== The exercise ==
Edit the items from the start through the line containing "69 127 L 72", both ends included, replacing "dark brown boat" with "wooden canoe" and leaving everything else unchanged.

== The records ==
┏━━

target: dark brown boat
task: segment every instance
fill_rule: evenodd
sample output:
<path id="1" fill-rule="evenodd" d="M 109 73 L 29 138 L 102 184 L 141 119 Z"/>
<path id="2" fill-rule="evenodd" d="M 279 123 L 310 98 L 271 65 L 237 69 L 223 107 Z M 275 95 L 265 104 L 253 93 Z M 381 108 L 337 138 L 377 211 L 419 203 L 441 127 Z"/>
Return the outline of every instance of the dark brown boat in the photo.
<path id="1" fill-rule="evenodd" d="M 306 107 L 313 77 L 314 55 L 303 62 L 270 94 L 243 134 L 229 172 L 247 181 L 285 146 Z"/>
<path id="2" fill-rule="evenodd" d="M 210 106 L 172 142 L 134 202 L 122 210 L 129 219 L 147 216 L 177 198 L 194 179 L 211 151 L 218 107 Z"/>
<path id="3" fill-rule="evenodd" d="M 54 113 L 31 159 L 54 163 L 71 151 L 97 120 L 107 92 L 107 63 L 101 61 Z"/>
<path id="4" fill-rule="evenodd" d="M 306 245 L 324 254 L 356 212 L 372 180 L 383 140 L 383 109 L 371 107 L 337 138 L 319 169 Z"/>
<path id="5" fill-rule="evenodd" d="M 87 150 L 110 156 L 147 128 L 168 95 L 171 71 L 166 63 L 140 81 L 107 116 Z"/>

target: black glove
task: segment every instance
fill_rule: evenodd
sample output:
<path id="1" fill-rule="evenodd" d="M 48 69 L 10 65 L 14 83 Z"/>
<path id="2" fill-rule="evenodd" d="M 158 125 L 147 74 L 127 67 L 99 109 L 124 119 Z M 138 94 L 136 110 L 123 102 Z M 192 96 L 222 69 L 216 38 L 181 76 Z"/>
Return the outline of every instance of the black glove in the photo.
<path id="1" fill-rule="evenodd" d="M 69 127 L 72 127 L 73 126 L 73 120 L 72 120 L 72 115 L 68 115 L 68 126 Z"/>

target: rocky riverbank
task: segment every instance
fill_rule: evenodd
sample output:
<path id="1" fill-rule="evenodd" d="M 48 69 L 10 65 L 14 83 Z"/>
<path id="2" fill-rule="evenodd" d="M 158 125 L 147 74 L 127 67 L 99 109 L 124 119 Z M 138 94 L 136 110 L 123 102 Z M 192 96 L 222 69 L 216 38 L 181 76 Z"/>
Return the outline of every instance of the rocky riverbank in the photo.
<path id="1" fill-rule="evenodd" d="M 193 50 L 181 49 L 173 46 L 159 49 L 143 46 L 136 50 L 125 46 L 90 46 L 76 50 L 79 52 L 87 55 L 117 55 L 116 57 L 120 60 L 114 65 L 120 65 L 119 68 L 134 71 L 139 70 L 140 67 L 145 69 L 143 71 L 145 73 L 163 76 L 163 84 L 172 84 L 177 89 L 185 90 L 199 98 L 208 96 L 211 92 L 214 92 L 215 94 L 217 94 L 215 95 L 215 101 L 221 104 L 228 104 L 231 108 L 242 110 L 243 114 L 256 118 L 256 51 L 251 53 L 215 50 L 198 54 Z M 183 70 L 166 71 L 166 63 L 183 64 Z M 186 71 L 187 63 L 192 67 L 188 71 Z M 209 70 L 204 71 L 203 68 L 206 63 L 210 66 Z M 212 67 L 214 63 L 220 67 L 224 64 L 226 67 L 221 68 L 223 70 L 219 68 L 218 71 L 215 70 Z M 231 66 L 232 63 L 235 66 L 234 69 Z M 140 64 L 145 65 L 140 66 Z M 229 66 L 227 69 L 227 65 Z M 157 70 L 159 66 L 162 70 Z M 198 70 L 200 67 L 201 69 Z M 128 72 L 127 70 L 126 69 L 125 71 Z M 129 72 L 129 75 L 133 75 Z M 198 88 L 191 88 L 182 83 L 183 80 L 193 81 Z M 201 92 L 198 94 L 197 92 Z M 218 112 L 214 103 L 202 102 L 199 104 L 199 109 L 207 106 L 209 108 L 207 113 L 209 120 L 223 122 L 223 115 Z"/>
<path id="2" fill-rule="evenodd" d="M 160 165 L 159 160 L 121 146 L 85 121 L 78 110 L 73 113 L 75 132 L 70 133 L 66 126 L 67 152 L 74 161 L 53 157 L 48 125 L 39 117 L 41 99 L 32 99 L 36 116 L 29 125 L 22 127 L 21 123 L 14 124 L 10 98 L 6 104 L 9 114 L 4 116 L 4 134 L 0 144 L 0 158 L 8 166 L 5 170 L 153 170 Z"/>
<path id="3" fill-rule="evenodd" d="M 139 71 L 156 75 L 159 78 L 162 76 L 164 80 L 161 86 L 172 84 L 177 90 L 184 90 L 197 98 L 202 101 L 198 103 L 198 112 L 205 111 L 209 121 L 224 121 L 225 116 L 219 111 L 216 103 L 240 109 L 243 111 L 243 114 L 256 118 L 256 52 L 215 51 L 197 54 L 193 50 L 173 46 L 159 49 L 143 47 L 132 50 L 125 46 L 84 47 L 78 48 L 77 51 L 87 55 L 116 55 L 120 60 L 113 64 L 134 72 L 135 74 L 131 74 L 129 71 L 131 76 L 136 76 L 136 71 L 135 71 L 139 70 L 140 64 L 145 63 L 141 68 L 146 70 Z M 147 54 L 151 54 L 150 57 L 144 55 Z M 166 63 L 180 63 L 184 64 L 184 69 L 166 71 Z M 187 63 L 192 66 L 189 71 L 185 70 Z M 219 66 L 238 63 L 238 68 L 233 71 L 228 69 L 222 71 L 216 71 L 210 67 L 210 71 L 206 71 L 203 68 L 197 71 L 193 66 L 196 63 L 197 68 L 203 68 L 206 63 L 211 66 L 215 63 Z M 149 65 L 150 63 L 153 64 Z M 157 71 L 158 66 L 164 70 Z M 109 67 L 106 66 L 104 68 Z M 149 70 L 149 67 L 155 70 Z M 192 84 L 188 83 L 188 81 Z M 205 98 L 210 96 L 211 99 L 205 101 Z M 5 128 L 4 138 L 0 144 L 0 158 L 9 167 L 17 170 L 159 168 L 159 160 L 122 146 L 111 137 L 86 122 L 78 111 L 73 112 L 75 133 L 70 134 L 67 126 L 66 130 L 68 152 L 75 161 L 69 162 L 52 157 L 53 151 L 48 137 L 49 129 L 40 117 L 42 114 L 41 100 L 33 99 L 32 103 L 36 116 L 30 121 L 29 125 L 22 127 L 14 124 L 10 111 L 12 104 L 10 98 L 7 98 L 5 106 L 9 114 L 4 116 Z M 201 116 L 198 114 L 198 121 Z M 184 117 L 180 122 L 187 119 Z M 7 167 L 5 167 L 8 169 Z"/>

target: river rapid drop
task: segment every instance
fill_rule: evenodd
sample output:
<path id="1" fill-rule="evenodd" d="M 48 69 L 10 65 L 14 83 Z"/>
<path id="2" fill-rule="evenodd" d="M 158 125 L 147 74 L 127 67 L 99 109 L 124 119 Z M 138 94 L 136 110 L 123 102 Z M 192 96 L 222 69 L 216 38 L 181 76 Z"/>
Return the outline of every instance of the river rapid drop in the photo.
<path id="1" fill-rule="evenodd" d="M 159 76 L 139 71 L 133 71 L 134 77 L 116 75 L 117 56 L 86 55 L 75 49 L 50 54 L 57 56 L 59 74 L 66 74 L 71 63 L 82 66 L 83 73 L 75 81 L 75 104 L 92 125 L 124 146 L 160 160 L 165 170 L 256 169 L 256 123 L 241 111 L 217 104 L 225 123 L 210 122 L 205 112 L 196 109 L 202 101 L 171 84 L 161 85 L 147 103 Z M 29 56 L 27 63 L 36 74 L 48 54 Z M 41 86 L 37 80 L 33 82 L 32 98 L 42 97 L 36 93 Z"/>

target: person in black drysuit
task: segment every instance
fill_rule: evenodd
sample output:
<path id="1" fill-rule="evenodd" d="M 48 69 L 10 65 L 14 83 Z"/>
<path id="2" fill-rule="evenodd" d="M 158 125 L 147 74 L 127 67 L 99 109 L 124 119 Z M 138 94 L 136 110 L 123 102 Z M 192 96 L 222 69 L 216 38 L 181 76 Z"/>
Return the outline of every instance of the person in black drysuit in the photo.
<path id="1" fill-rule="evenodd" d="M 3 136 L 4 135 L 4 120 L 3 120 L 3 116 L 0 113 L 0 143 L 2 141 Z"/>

┗━━

== Solution to the exercise ==
target: wooden canoe
task: segment every instance
fill_rule: evenodd
sample output:
<path id="1" fill-rule="evenodd" d="M 109 73 L 29 138 L 102 184 L 141 119 Z"/>
<path id="2" fill-rule="evenodd" d="M 279 123 L 310 98 L 271 65 L 237 69 L 223 107 Z M 275 95 L 265 104 L 253 93 Z M 381 108 L 337 138 L 377 211 L 419 203 L 441 127 Z"/>
Return the outline of every instance of the wooden canoe in the photo.
<path id="1" fill-rule="evenodd" d="M 306 107 L 313 77 L 314 55 L 303 62 L 270 94 L 243 134 L 229 172 L 247 181 L 285 146 Z"/>
<path id="2" fill-rule="evenodd" d="M 210 106 L 172 142 L 134 202 L 122 210 L 129 219 L 147 216 L 177 198 L 194 179 L 211 151 L 218 107 Z"/>
<path id="3" fill-rule="evenodd" d="M 54 113 L 31 159 L 54 163 L 71 151 L 97 120 L 107 92 L 107 63 L 101 61 Z"/>
<path id="4" fill-rule="evenodd" d="M 306 245 L 324 254 L 356 212 L 372 180 L 383 140 L 383 109 L 371 107 L 337 138 L 319 169 Z"/>
<path id="5" fill-rule="evenodd" d="M 87 150 L 110 156 L 147 128 L 168 95 L 171 71 L 166 63 L 140 81 L 107 116 Z"/>

target: black glove
task: segment every instance
fill_rule: evenodd
sample output:
<path id="1" fill-rule="evenodd" d="M 48 69 L 10 65 L 14 83 Z"/>
<path id="2" fill-rule="evenodd" d="M 158 125 L 147 74 L 127 67 L 99 109 L 124 119 Z M 138 94 L 136 110 L 123 102 Z M 192 96 L 222 69 L 216 38 L 181 76 Z"/>
Return the outline of every instance of the black glove in the photo.
<path id="1" fill-rule="evenodd" d="M 69 127 L 72 127 L 73 126 L 73 120 L 72 120 L 72 115 L 68 115 L 68 126 Z"/>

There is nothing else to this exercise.